** START **

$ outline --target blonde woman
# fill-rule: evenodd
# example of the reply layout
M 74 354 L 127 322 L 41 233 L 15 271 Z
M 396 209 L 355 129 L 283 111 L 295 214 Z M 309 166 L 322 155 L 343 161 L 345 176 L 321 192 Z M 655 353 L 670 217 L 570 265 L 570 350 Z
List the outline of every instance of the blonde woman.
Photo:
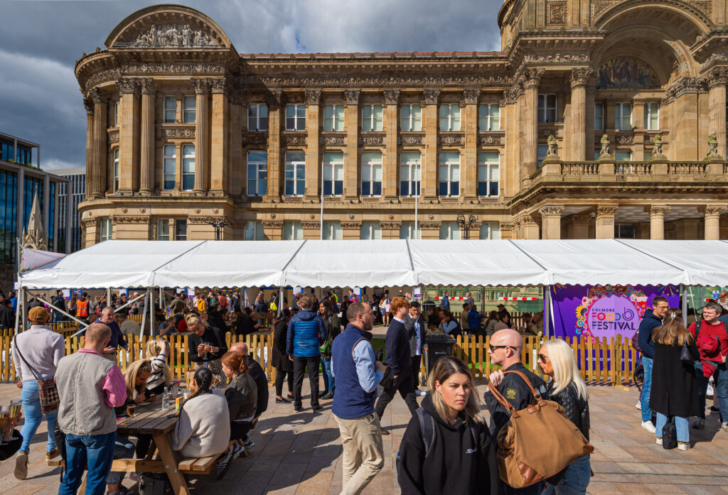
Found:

** END **

◆ Problem to work on
Copy every line of the records above verbatim, omitting the pictures from your answer.

◆ Written response
$ outline --target blonde woman
# fill-rule: evenodd
# example of the reply layout
M 74 354 L 127 322 L 41 233 L 15 271 Z
M 396 209 L 355 129 L 283 111 L 295 214 Z M 309 166 L 322 155 L 343 161 L 345 176 L 321 192 Z M 655 353 L 670 217 L 570 265 L 570 350 Z
List the outline of every instance of the blonde woman.
Photo:
Found:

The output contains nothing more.